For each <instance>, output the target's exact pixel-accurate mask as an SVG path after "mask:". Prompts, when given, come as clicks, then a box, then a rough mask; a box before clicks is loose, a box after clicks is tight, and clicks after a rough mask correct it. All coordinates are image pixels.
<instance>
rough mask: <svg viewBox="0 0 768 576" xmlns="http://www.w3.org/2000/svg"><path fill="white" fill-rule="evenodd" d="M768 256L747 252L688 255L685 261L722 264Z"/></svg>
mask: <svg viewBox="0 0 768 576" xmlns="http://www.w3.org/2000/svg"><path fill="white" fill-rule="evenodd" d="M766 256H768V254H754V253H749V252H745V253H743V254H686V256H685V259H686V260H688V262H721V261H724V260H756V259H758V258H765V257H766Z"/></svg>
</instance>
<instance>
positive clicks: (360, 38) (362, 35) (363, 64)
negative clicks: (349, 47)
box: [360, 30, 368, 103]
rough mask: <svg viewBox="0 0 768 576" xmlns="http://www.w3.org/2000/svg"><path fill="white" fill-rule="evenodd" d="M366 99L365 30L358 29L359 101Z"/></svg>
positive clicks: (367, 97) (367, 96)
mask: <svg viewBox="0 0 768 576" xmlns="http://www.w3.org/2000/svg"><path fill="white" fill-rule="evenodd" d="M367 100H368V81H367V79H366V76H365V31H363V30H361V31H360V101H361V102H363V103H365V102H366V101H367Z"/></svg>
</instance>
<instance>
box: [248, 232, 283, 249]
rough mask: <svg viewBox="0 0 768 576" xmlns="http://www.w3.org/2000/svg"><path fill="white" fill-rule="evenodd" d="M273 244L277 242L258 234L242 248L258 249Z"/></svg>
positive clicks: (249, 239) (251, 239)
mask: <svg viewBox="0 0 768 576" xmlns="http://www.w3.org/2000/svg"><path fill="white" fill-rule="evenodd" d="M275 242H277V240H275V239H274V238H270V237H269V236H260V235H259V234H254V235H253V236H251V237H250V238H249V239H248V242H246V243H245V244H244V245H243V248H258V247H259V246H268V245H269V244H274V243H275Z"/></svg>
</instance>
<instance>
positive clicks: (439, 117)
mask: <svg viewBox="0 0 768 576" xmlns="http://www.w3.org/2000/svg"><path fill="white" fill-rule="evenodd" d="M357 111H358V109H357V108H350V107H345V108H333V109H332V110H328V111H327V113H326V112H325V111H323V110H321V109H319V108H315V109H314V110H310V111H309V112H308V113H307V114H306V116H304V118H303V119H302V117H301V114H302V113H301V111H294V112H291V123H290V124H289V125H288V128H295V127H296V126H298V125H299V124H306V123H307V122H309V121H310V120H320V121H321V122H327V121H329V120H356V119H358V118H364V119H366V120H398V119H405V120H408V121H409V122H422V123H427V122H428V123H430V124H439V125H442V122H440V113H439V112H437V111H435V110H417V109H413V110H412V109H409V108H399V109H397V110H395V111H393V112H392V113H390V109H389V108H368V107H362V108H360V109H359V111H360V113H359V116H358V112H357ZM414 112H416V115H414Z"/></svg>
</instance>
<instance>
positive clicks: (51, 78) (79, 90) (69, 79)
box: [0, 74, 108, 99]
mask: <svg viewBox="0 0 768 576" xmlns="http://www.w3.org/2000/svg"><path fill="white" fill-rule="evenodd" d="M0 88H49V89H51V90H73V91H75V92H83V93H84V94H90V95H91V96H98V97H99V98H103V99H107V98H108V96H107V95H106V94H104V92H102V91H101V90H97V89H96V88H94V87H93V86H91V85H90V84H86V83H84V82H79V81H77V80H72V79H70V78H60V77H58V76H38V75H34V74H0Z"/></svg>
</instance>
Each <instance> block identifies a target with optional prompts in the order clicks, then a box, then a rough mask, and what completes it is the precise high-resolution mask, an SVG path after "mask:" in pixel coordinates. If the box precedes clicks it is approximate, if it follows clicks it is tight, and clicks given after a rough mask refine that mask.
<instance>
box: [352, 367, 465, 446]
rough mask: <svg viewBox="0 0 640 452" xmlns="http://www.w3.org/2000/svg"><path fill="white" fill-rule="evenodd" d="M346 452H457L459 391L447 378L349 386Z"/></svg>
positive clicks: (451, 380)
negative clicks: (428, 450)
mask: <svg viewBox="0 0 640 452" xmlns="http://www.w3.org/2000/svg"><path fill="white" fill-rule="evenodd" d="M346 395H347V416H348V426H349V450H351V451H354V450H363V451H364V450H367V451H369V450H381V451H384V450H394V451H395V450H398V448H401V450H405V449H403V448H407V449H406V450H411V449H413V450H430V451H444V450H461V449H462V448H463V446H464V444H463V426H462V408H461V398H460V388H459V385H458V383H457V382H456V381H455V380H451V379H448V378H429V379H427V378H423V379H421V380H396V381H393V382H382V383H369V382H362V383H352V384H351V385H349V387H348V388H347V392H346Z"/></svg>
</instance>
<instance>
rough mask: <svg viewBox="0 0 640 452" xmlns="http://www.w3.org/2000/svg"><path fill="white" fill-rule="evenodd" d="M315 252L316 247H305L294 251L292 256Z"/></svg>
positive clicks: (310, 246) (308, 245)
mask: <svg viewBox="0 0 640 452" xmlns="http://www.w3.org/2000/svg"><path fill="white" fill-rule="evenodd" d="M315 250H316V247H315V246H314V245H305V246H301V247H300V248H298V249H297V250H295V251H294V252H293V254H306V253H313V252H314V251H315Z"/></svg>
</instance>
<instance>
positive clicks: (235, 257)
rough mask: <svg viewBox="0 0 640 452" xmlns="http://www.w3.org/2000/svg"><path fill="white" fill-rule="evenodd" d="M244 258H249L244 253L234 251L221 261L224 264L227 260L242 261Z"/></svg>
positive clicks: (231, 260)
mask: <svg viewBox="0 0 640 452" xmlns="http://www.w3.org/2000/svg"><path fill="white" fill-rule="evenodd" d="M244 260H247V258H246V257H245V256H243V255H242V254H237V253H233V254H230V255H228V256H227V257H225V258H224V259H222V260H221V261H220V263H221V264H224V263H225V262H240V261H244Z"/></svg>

• Task goal:
Write out the whole listing above again, character for character, with nothing changed.

• Worked solution:
For each <instance>, output the target's exact pixel-accurate mask as an SVG path after "mask:". Prompts, when given, come as clicks, then a box, then a rough mask; a box before clicks is loose, a box after clicks is tight, and clicks after a rough mask correct it. All coordinates are image pixels.
<instance>
rough mask: <svg viewBox="0 0 768 576" xmlns="http://www.w3.org/2000/svg"><path fill="white" fill-rule="evenodd" d="M768 256L747 252L688 255L685 261L722 264Z"/></svg>
mask: <svg viewBox="0 0 768 576" xmlns="http://www.w3.org/2000/svg"><path fill="white" fill-rule="evenodd" d="M766 256H768V254H754V253H749V252H745V253H743V254H686V256H685V259H686V260H688V262H721V261H724V260H756V259H758V258H765V257H766Z"/></svg>
</instance>
<instance>
positive clicks: (360, 38) (362, 35) (363, 64)
negative clicks: (349, 47)
box: [360, 30, 368, 103]
rough mask: <svg viewBox="0 0 768 576" xmlns="http://www.w3.org/2000/svg"><path fill="white" fill-rule="evenodd" d="M366 99L365 30L358 29L359 101Z"/></svg>
positive clicks: (367, 97) (367, 96)
mask: <svg viewBox="0 0 768 576" xmlns="http://www.w3.org/2000/svg"><path fill="white" fill-rule="evenodd" d="M367 100H368V81H367V79H366V76H365V31H363V30H361V31H360V101H361V102H363V103H365V102H366V101H367Z"/></svg>
</instance>
<instance>
box: [248, 232, 283, 249]
rough mask: <svg viewBox="0 0 768 576" xmlns="http://www.w3.org/2000/svg"><path fill="white" fill-rule="evenodd" d="M273 244L277 242L258 234L242 248L258 249Z"/></svg>
positive clicks: (249, 239) (251, 239)
mask: <svg viewBox="0 0 768 576" xmlns="http://www.w3.org/2000/svg"><path fill="white" fill-rule="evenodd" d="M275 242H277V240H275V239H274V238H270V237H269V236H260V235H259V234H254V235H253V236H251V237H250V238H249V239H248V242H246V243H245V244H244V245H243V248H258V247H259V246H268V245H269V244H274V243H275Z"/></svg>
</instance>
<instance>
positive clicks: (439, 117)
mask: <svg viewBox="0 0 768 576" xmlns="http://www.w3.org/2000/svg"><path fill="white" fill-rule="evenodd" d="M357 111H358V109H357V108H350V107H345V108H333V109H332V110H328V111H327V113H326V112H325V111H323V110H321V109H319V108H315V109H314V110H310V111H309V112H308V113H307V114H306V116H304V118H303V119H302V117H301V114H302V113H301V111H294V112H291V123H290V124H289V125H288V128H295V127H296V126H298V125H299V124H306V123H307V122H309V121H310V120H320V121H321V122H327V121H329V120H356V119H358V118H364V119H366V120H398V119H405V120H408V121H409V122H422V123H427V122H428V123H430V124H439V125H442V122H440V113H439V112H437V111H435V110H417V109H413V110H412V109H409V108H399V109H397V110H395V111H393V112H392V113H390V109H389V108H368V107H362V108H360V109H359V111H360V113H359V116H358V112H357ZM414 112H416V115H414Z"/></svg>
</instance>
<instance>
positive clicks: (51, 78) (79, 90) (69, 79)
box: [0, 74, 108, 99]
mask: <svg viewBox="0 0 768 576" xmlns="http://www.w3.org/2000/svg"><path fill="white" fill-rule="evenodd" d="M0 88H49V89H51V90H73V91H75V92H83V93H84V94H90V95H91V96H98V97H99V98H103V99H107V98H108V96H107V95H106V94H104V92H102V91H101V90H97V89H96V88H94V87H93V86H91V85H90V84H86V83H84V82H79V81H77V80H72V79H70V78H60V77H58V76H38V75H34V74H0Z"/></svg>
</instance>
Each <instance> block identifies a target with optional prompts in the order clicks, then a box, then a rough mask, and what completes it is the precise high-resolution mask, an SVG path after "mask:" in pixel coordinates. If the box precedes clicks it is approximate, if it follows clicks it is tight, and clicks given after a rough mask refine that mask.
<instance>
box: [352, 367, 465, 446]
rough mask: <svg viewBox="0 0 640 452" xmlns="http://www.w3.org/2000/svg"><path fill="white" fill-rule="evenodd" d="M346 452H457L459 391L447 378L349 386Z"/></svg>
positive clicks: (451, 380)
negative clicks: (428, 450)
mask: <svg viewBox="0 0 640 452" xmlns="http://www.w3.org/2000/svg"><path fill="white" fill-rule="evenodd" d="M346 395H347V416H348V426H349V450H351V451H354V450H363V451H364V450H367V451H369V450H381V451H384V450H394V451H395V450H398V448H401V450H405V449H403V448H407V449H406V450H411V449H413V450H430V451H444V450H461V449H462V448H463V446H464V444H463V426H462V408H461V398H460V388H459V385H458V383H457V382H456V381H455V380H451V379H448V378H429V379H427V378H423V379H421V380H396V381H393V382H382V383H369V382H362V383H352V384H351V385H349V387H348V388H347V392H346Z"/></svg>
</instance>
<instance>
rough mask: <svg viewBox="0 0 640 452" xmlns="http://www.w3.org/2000/svg"><path fill="white" fill-rule="evenodd" d="M315 252L316 247H305L294 251L292 256Z"/></svg>
positive clicks: (310, 246) (308, 245)
mask: <svg viewBox="0 0 640 452" xmlns="http://www.w3.org/2000/svg"><path fill="white" fill-rule="evenodd" d="M315 250H316V247H315V246H314V245H305V246H301V247H300V248H298V249H297V250H295V251H294V252H293V254H306V253H313V252H314V251H315Z"/></svg>
</instance>
<instance>
positive clicks: (235, 257)
rough mask: <svg viewBox="0 0 640 452" xmlns="http://www.w3.org/2000/svg"><path fill="white" fill-rule="evenodd" d="M244 258H249L244 253L234 251L221 261L224 264L227 260L242 261Z"/></svg>
positive clicks: (231, 260)
mask: <svg viewBox="0 0 640 452" xmlns="http://www.w3.org/2000/svg"><path fill="white" fill-rule="evenodd" d="M244 260H247V258H246V257H245V256H243V255H242V254H237V253H233V254H230V255H228V256H227V257H225V258H224V259H222V260H221V261H220V263H221V264H224V263H225V262H240V261H244Z"/></svg>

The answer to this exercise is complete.